=== DATA SUPPLIED ===

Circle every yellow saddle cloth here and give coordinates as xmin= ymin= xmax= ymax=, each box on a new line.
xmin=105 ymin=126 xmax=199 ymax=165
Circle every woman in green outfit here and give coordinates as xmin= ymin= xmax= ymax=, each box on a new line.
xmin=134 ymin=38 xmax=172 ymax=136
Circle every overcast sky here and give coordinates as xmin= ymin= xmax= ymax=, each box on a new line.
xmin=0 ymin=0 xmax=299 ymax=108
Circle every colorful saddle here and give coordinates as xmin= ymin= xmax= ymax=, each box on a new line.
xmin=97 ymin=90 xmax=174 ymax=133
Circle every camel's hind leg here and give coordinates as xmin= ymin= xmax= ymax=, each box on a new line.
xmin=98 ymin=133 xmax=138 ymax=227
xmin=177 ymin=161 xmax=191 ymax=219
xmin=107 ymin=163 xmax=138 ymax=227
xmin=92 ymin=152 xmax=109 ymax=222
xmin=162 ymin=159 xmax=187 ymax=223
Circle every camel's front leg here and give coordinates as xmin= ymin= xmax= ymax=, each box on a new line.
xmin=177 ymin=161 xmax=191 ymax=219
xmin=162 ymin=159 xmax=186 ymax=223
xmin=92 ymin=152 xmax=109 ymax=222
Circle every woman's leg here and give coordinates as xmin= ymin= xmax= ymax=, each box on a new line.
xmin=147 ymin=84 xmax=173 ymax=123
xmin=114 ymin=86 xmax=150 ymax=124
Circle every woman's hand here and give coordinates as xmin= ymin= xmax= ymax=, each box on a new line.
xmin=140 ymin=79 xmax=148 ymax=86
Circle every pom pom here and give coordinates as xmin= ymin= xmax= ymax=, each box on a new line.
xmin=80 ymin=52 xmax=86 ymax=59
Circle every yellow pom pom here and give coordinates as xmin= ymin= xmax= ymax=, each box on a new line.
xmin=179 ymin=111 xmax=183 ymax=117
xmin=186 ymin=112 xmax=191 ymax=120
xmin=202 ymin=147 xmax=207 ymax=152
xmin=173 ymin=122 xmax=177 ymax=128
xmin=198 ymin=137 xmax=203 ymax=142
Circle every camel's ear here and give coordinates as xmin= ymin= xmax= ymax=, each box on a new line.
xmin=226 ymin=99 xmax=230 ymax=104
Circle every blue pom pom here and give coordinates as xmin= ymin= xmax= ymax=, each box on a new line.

===

- PROBLEM TO WORK ON
Give back every record exactly.

- TASK RESULT
Circle every yellow saddle cloth here and give coordinates as xmin= ymin= xmax= ymax=, each box on a new line.
xmin=105 ymin=126 xmax=199 ymax=165
Circle every woman in green outfit here and give coordinates as xmin= ymin= xmax= ymax=, each box on a new line.
xmin=134 ymin=38 xmax=172 ymax=136
Circle every overcast sky here and give coordinates as xmin= ymin= xmax= ymax=, each box on a new line.
xmin=0 ymin=0 xmax=299 ymax=108
Circle every colorful saddle here and give coordinates as xmin= ymin= xmax= ymax=, each box on a new line.
xmin=97 ymin=90 xmax=174 ymax=133
Circle every camel's hind leg here and give coordinates as xmin= ymin= xmax= ymax=, each box on a new line.
xmin=98 ymin=133 xmax=138 ymax=227
xmin=177 ymin=161 xmax=191 ymax=219
xmin=107 ymin=163 xmax=138 ymax=227
xmin=92 ymin=152 xmax=109 ymax=222
xmin=162 ymin=159 xmax=187 ymax=223
Circle every camel's front leg here and give coordinates as xmin= ymin= xmax= ymax=, each box on a new line.
xmin=177 ymin=161 xmax=191 ymax=219
xmin=162 ymin=159 xmax=186 ymax=223
xmin=92 ymin=152 xmax=109 ymax=222
Circle every woman's leg here and give coordinates as xmin= ymin= xmax= ymax=, each box on a new line.
xmin=147 ymin=84 xmax=173 ymax=123
xmin=114 ymin=86 xmax=150 ymax=124
Circle every woman's hand here and give coordinates as xmin= ymin= xmax= ymax=, each box on a new line.
xmin=140 ymin=79 xmax=148 ymax=86
Circle every pom pom here and give coordinates as xmin= ymin= xmax= ymax=, each box on a new line.
xmin=80 ymin=52 xmax=86 ymax=59
Circle every yellow pom pom here and give coordinates as xmin= ymin= xmax= ymax=, each box on a new line.
xmin=179 ymin=111 xmax=183 ymax=117
xmin=186 ymin=112 xmax=191 ymax=120
xmin=202 ymin=147 xmax=207 ymax=152
xmin=173 ymin=122 xmax=177 ymax=128
xmin=198 ymin=137 xmax=203 ymax=142
Circle every camel's ear here and give coordinates as xmin= ymin= xmax= ymax=, each box on a new line.
xmin=226 ymin=99 xmax=230 ymax=104
Circle every blue pom pom here and give coordinates as xmin= ymin= xmax= ymax=, each box on a new line.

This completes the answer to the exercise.